Aufgabe
Kopierst du aus dem ausgewählten Auszug unten den Abschnitt von „Zusätzlich unterstützen nun“ bis einschließlich „Eine saubere Entscheidung.“ wortgetreu?

Ausgewählter Auszug
Zusätzlich unterstützen nun elektronische Helfer den Fahrer bei steilen Abfahrten und beim Anfahren am Berg. Klingt gut und ist es auch, wie erste Abstecher ins Gelände zeigen. Zu den Preisen: Bei 26.990 Euro geht es los. Dafür gibt's einen komplett neuen Zweiliter-Benziner mit 141 PS, ab 30.040 Euro einen 2,5-Liter mit 169 PS. Wer dieseln möchte, muss mindestens 29.440 Euro anlegen und bekommt den von uns gefahrenen, kräftigen und völlig ausreichenden 150-PS-dCi. 20 Diesel-PS mehr kosten ab 32.140 Euro. Beide Selbstzünder kommen von Renault und haben serienmäßig Partikelfilter druntergeschnallt. Eine saubere Entscheidung.

Extrahierte Einträge
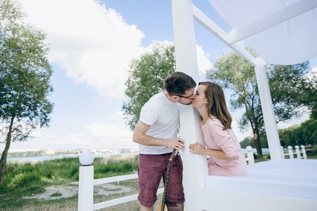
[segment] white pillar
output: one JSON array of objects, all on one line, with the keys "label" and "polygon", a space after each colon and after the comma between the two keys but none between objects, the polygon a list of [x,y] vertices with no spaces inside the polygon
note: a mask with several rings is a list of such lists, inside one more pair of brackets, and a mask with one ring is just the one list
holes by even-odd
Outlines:
[{"label": "white pillar", "polygon": [[78,190],[78,211],[93,211],[94,166],[80,166]]},{"label": "white pillar", "polygon": [[247,148],[247,156],[248,156],[248,164],[254,163],[254,156],[252,151],[252,147],[248,146]]},{"label": "white pillar", "polygon": [[280,149],[281,143],[266,76],[265,63],[262,59],[257,58],[257,65],[254,68],[270,156],[271,160],[280,159],[282,157]]},{"label": "white pillar", "polygon": [[306,154],[306,150],[305,149],[305,146],[302,145],[300,146],[300,148],[302,148],[302,152],[303,153],[303,156],[304,157],[304,159],[307,159],[307,155]]},{"label": "white pillar", "polygon": [[293,154],[293,147],[292,146],[289,146],[287,147],[287,149],[288,149],[288,153],[290,155],[290,159],[294,159],[294,154]]},{"label": "white pillar", "polygon": [[281,146],[281,153],[282,154],[282,159],[285,158],[285,156],[284,155],[284,150],[283,149],[283,147]]},{"label": "white pillar", "polygon": [[299,151],[299,147],[298,145],[295,146],[295,150],[296,151],[296,155],[297,156],[297,159],[300,159],[300,152]]},{"label": "white pillar", "polygon": [[[176,70],[190,75],[198,83],[199,73],[191,1],[172,0],[172,8]],[[205,179],[208,175],[207,158],[189,152],[188,145],[196,141],[205,144],[200,124],[201,117],[191,106],[182,105],[180,118],[181,137],[185,143],[182,157],[185,210],[200,210],[201,209],[197,204],[200,199],[197,193],[199,188],[204,187]]]}]

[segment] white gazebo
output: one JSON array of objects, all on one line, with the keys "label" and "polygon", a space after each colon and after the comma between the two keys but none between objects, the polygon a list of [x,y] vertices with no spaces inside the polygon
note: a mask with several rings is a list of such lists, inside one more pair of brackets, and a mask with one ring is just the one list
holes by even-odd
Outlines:
[{"label": "white gazebo", "polygon": [[[224,31],[193,5],[191,0],[172,0],[176,69],[199,81],[194,21],[253,65],[271,160],[255,164],[253,167],[258,173],[263,171],[259,174],[266,176],[266,178],[254,176],[248,180],[247,177],[240,180],[208,176],[206,157],[183,150],[185,210],[316,210],[317,178],[317,178],[317,160],[290,163],[282,159],[264,66],[268,63],[297,64],[317,56],[317,1],[210,0],[210,2],[234,29],[230,33]],[[241,40],[251,46],[259,57],[255,58],[246,51],[238,43]],[[182,138],[186,148],[196,141],[202,143],[199,113],[191,107],[185,106],[181,107],[180,113]],[[281,166],[288,168],[281,170]],[[265,169],[269,169],[270,174],[264,171]],[[287,175],[285,172],[288,172]],[[310,176],[314,179],[310,178]],[[284,182],[283,179],[287,182]],[[221,183],[230,185],[223,187]],[[312,189],[307,190],[307,193],[303,190],[308,187]],[[261,192],[262,189],[266,190]],[[248,208],[249,205],[251,206]]]},{"label": "white gazebo", "polygon": [[[177,69],[199,81],[194,20],[253,65],[271,160],[248,165],[247,177],[208,176],[206,156],[188,151],[191,143],[204,144],[199,114],[191,106],[181,106],[181,135],[186,145],[182,156],[185,210],[317,210],[317,159],[283,159],[264,68],[267,63],[293,64],[317,56],[317,0],[210,2],[234,29],[230,33],[191,0],[172,0]],[[259,57],[250,55],[239,45],[240,40]],[[290,157],[294,158],[290,147]],[[90,165],[92,153],[83,153],[80,160],[83,166],[80,167],[78,211],[98,210],[137,199],[138,194],[94,204],[94,186],[136,179],[138,174],[94,179],[94,166]],[[157,193],[163,192],[161,188]]]}]

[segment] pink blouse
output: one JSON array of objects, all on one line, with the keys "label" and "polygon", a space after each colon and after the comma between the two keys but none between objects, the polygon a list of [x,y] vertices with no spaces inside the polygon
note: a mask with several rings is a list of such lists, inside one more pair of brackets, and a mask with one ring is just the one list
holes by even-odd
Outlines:
[{"label": "pink blouse", "polygon": [[239,156],[236,160],[211,157],[208,162],[209,175],[246,176],[247,162],[233,131],[223,130],[223,125],[218,119],[210,118],[205,124],[202,121],[201,125],[208,149],[221,150],[228,157]]}]

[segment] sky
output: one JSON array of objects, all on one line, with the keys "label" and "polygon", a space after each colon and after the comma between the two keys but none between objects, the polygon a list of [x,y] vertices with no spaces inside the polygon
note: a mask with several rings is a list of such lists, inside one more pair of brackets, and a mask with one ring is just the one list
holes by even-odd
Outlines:
[{"label": "sky", "polygon": [[[122,111],[129,63],[149,51],[154,42],[174,41],[170,0],[20,0],[25,20],[47,34],[53,69],[50,97],[55,107],[48,128],[38,129],[27,142],[11,150],[137,148]],[[226,32],[232,29],[208,1],[193,0],[198,8]],[[215,59],[230,50],[195,23],[200,79]],[[310,61],[317,68],[317,58]],[[226,93],[226,100],[229,94]],[[230,110],[239,141],[236,119],[242,111]],[[281,122],[285,128],[308,119]],[[0,144],[0,150],[5,145]]]}]

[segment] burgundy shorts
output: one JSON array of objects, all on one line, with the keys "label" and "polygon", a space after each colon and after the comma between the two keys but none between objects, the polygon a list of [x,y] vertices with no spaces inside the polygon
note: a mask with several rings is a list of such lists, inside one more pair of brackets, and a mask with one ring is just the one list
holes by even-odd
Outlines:
[{"label": "burgundy shorts", "polygon": [[[164,183],[165,182],[169,159],[171,154],[171,153],[160,155],[140,154],[138,171],[140,193],[138,199],[143,206],[152,206],[156,201],[158,185],[162,176]],[[179,155],[173,161],[167,198],[174,203],[185,201],[183,162]]]}]

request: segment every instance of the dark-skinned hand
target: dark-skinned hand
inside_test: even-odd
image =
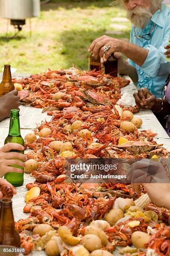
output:
[[[143,109],[151,109],[156,103],[155,96],[145,87],[134,93],[133,97],[136,104]]]
[[[170,43],[170,40],[169,40],[169,41]],[[164,48],[167,50],[167,51],[164,53],[164,54],[166,55],[166,58],[168,59],[170,58],[170,44],[167,45]]]

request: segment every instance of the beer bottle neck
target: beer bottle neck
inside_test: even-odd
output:
[[[4,70],[3,73],[2,81],[8,82],[11,81],[12,77],[10,69],[10,66],[5,65],[4,67]]]
[[[11,110],[9,135],[11,136],[20,135],[19,114],[18,109]]]
[[[0,211],[0,232],[10,233],[15,230],[15,222],[12,202],[5,199],[1,200]]]

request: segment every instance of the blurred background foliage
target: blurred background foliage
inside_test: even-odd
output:
[[[130,23],[125,12],[110,0],[52,0],[41,7],[40,17],[32,19],[18,36],[5,38],[7,20],[0,20],[0,68],[10,64],[18,73],[39,73],[47,68],[81,69],[88,67],[87,49],[104,34],[129,40]],[[10,27],[9,36],[14,33]]]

Vollständige Ausgabe
Zusätzlich unterstützen nun elektronische Helfer den Fahrer bei steilen Abfahrten und beim Anfahren am Berg. Klingt gut und ist es auch, wie erste Abstecher ins Gelände zeigen. Zu den Preisen: Bei 26.990 Euro geht es los. Dafür gibt's einen komplett neuen Zweiliter-Benziner mit 141 PS, ab 30.040 Euro einen 2,5-Liter mit 169 PS. Wer dieseln möchte, muss mindestens 29.440 Euro anlegen und bekommt den von uns gefahrenen, kräftigen und völlig ausreichenden 150-PS-dCi. 20 Diesel-PS mehr kosten ab 32.140 Euro. Beide Selbstzünder kommen von Renault und haben serienmäßig Partikelfilter druntergeschnallt. Eine saubere Entscheidung.